▶ [PASAJE DE ORIGEN]

Se ha extendido la idea de que el Estado no puede perder los juicios, que demandar al Estado es malo, antipatriótico, lesivo al interés nacional, etc. Prospera la idea de que las acciones del poder están protegidas por un blindaje impenetrable. Los argumentos en torno a semejantes teorías abundan, y se vinculan con el prejuicio de que defender el interés particular es una especie de pecado social y político. La confusión que reina en esta materia es universal, y dañina para los derechos, la libertad y la democracia.
1.- La relatividad del Estado.-El Estado no es creación divina, ni fruto de la máxima moralidad. El Estado es poder creado y ejercido por personas. Es una invención que solo se justifica si es útil para los individuos que forman la sociedad. Si no es útil, pierde función y legitimidad. La soberanía, a la que tanto se apela, es un concepto heredado de la monarquía absoluta. La “soberanía del pueblo” nace del derecho a mandar atribuido al Príncipe de Maquiavelo, solo que ahora se transfiere de la hipótesis del pueblo, a sus representantes. Cambió de titular, nada más.

▶ [INSTRUCCIÓN ESCRITA] Por favor, imprime tal cual el fragmento del texto sobre el Estado que empieza con "Se ha extendido" y sigue hasta "y la democracia.".

▶ [EXTRACTO DE DATOS]
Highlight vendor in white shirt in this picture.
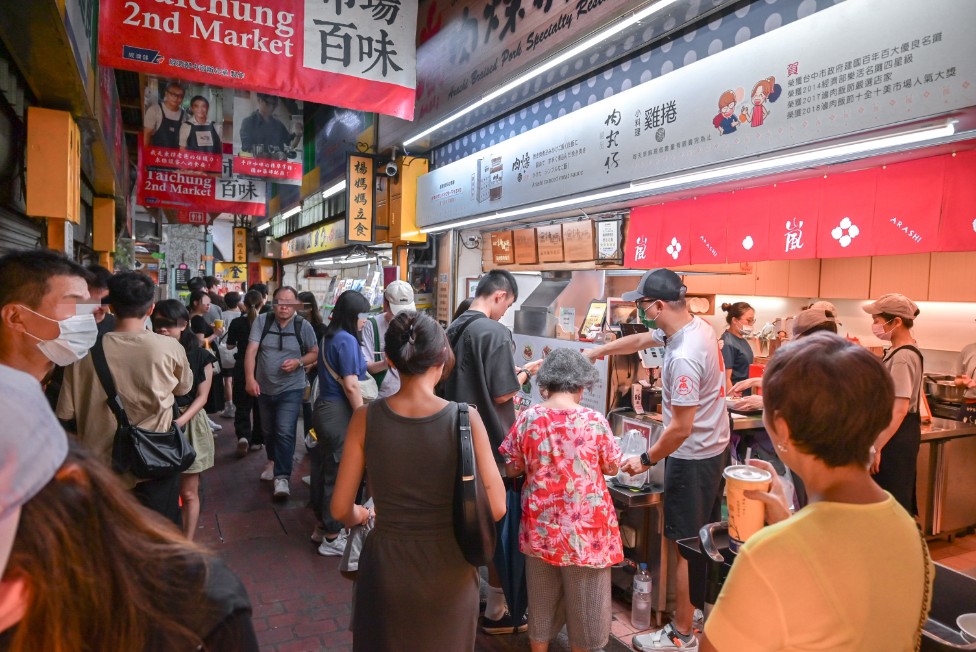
[361,281,417,398]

▶ [RESPUESTA A LA TAREA]
Se ha extendido la idea de que el Estado no puede perder los juicios, que demandar al Estado es malo, antipatriótico, lesivo al interés nacional, etc. Prospera la idea de que las acciones del poder están protegidas por un blindaje impenetrable. Los argumentos en torno a semejantes teorías abundan, y se vinculan con el prejuicio de que defender el interés particular es una especie de pecado social y político. La confusión que reina en esta materia es universal, y dañina para los derechos, la libertad y la democracia.